作業内容: 日本経済とエネルギー政策について述べた文章を、最後の文の後から書き進めること。

抜粋された文章:

──────────────────────────────

米中摩擦の激化や日韓関係の悪化、Brexitをめぐる動向など、世界情勢は極めて不安定で、見通しが容易ではない。こうした中、日本が力強い経済成長を続け、明るい未来社会の創造をリードする必要があり、経団連は、①Society 5.0の実現、②経済構造改革、③電力システム改革、④民間外交の推進に重点的に取り組んでいく。

【日本経済】

世界経済を見ると、米中摩擦の影響はじわじわと出てきている。積極的な投資を躊躇する動きも出始めているのか、実需もそれを反映している。来年にかけて状況はさらに厳しくなるのではないか。

こうした中、日本経済はそれほど大きな落ち込みはなく、産業構造の変化に備えての投資は変わらずしっかりなされているという感触を持っている。

【エネルギー政策】

日本のエネルギー政策の議論は、電力自由化と絡んでいることから、他国と比較しても、制度設計が複雑になっている。日本経済は落ちこんでいないが、省エネの進展などによって電力需要が減ってきている。つまり、電力市場が縮小していく中で、新たな投資が必要であり、ここに難しさがある。例えば、再生可能エネルギーの導入拡大に向けて、送電線整備、蓄電池の普及、分散型需給モデルへの移行などを実現するための投資が必要となってくるが、投資を回収できる仕組みが構築されていない。必要な投資が促進される仕組みをつくるべく、政府と連携しながら議論を加速していきたい。

──────────────────────────────

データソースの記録

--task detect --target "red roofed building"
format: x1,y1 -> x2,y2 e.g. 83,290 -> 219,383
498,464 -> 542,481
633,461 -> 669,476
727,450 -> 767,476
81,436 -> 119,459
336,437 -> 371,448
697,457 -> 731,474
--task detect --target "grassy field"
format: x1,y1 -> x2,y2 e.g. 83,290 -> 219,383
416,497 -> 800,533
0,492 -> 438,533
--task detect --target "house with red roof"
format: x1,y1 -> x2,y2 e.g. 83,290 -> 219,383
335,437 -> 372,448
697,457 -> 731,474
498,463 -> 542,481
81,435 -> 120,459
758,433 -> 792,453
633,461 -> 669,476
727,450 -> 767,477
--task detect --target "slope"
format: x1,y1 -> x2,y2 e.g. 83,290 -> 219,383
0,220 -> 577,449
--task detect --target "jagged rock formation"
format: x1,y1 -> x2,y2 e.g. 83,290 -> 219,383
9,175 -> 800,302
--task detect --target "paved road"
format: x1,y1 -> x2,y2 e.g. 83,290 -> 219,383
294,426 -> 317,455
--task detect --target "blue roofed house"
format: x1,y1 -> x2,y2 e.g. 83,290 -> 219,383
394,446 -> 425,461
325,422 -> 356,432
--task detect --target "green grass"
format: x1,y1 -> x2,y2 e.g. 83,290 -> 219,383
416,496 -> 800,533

──────────────────────────────

演習の結果:
【地方創生】

経団連はここ数年、地方創生に向けさまざまな取り組みを進めてきており、成果も着々と出始めている。しかし、人口減少を背景とする地方の疲弊は、これらが実を結ぶよりも速いスピードで進んでいる。この状況を危惧しているが、地方創生に特効薬があるわけではない。まずは、農業や観光などの活性化によって、各地域が一層魅力と活力に溢れ、多くの人を惹きつけ、それによってさらに地方が活況を呈するようにもっていきたい。

また、デジタルトランスフォーメーションに対応したサプライチェーンの再構築は、日本全土を視野に入れたものであり、この面でも、地方の実情を踏まえた取り組みを手堅く行っていく必要がある。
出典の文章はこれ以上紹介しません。